» **Set problem 1**
Translate this sentence from the KNIME benchmarking thread into Spanish: "The bottleneck with the current implementation is not the execution of the script, rather the transfer from KNIME to Python and back."

» **Source text**
[BEGIN]
Benchmarking KNIME with XY data

Aswin · August 30, 2021, 9:52am

Dear Knimers,

Suppose I have a table with 10 million rows of “XY - data”:

…and let’s say I want to remove the edges, rows x<100.0 and X > 999900.0. I could use a row filter:

This takes 16.1 seconds on my computer.

I can do the same thing using a Rule-based Row Filter (19.2 seconds) and a Java Snippet Row Filter (27.8 seconds).

I could also combine all the rows into a pair of lists:

In that case I could slice the data using a Java Snippet:

int l = c_X.length;
int num = 0;
for(int t=0; t<l; t++) {
	num += ((c_X[t] >= 100.0) && (c_X[t] <= 999900.0)) ? 1 : 0;
}	
Double[] Xresult = new Double[num];
Double[] Yresult = new Double[num];

int u = 0;
for(int t=0; t<l; t++) {
	if ((c_X[t] >= 100.0) && (c_X[t] <= 999900.0)) {
		Xresult[u] = c_X[t];
		Yresult[u] = c_Y[t];
		u++;
	}
}	
out_X = Xresult;
out_Y = Yresult;

Significantly faster: 5.7 seconds. The risk with this method is that it is very easy to slice the two lists differently by mistake, so that the user ends up with two inconsistent lists without noticing. I tried to avoid that by making a list of XY pairs, but I did not succeed into using such a list in a Java snippet (unsupported column type).

Now, let’s try the same slice within pure Python with a Pandas dataframe. This only takes 0.5 seconds:

tm1 = time.time()
df = df[(df['X']>=100.0) & (df['X']<=999900.0)]
tm2 = time.time()
print(tm2-tm1)

Using the exact same Python code in a Python Script node in Knime takes 152 seconds.

Changing to the new columnar table backend changes the execution times a bit, but not spectacularly:
Row filter: 13.5 s
Rule-based row filter: 12.5 s
Java snippet Row Filter: 22.0 s
Using a pair of lists and a Java Snippet: 9.8 s
Using a Python Script node: 156 s

Interestingly, using a pair of Lists has become significantly worse.

Knime 4.3.3 on Ubuntu 20.04, Intel i7-10710U (12) @ 2.000GHz, 64 GB RAM, -Xmx24576m, -Dorg.knime.container.cellsinmemory=25000000

Cheers
Aswin

christian.birkhold · August 30, 2021, 11:07am

Hi @Aswin,

that’s interesting. Thanks for sharing. Some comments to share

Regarding the python scripting node performance: There are some tricks to make that faster with the current implementation (e.g. use arrow backend in preference pages, adjust chunk size in python node etc) but you will hit limits. That’s why we’re currently working on making use of the new columnar backend in combination with the python scripting node - this will speed up things. The bottleneck with the current implementation is not the execution of the script, rather the transfer from KNIME to Python and back. Out of curiosity: Did you also add data import and data export when benchmarking your pure Python script?
[END]
» **Set problem 2**
From the records below, gather every line that contains the string "bbox". Matching is case-sensitive.

» **Available data**
[BEGIN]
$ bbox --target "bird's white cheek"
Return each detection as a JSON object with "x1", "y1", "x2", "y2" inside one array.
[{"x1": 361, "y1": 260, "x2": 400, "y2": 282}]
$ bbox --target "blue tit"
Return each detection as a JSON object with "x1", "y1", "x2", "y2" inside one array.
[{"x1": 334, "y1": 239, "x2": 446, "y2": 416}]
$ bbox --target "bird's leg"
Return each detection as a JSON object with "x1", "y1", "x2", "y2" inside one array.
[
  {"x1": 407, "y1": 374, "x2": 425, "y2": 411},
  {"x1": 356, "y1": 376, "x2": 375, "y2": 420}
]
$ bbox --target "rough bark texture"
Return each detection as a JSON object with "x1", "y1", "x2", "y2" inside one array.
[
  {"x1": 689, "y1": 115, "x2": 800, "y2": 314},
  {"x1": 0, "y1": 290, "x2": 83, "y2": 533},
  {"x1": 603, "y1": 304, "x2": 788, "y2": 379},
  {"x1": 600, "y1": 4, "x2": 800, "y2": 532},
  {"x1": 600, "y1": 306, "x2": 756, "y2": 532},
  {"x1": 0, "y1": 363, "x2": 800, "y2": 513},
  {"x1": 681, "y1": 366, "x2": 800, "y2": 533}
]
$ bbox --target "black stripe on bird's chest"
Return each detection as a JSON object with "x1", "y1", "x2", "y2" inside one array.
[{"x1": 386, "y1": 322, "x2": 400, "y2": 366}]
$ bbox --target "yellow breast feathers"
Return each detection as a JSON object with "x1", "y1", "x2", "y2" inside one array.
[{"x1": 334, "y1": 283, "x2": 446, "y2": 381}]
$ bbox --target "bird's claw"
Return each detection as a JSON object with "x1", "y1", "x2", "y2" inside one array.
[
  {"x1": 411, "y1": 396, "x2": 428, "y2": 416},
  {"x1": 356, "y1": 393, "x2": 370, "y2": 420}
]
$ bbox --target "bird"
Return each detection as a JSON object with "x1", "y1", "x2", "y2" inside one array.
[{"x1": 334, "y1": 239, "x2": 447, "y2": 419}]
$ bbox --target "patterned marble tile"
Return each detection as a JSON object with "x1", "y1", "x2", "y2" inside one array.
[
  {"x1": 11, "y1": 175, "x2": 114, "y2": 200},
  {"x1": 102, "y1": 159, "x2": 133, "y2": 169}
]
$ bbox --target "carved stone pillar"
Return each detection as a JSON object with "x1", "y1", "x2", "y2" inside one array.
[END]
» **Task answer 1**
El cuello de botella de la implementación actual no es la ejecución del script, sino la transferencia de KNIME a Python y de vuelta.

» **Task answer 2**
$ bbox --target "bird's white cheek"
$ bbox --target "blue tit"
$ bbox --target "bird's leg"
$ bbox --target "rough bark texture"
$ bbox --target "black stripe on bird's chest"
$ bbox --target "yellow breast feathers"
$ bbox --target "bird's claw"
$ bbox --target "bird"
$ bbox --target "patterned marble tile"
$ bbox --target "carved stone pillar"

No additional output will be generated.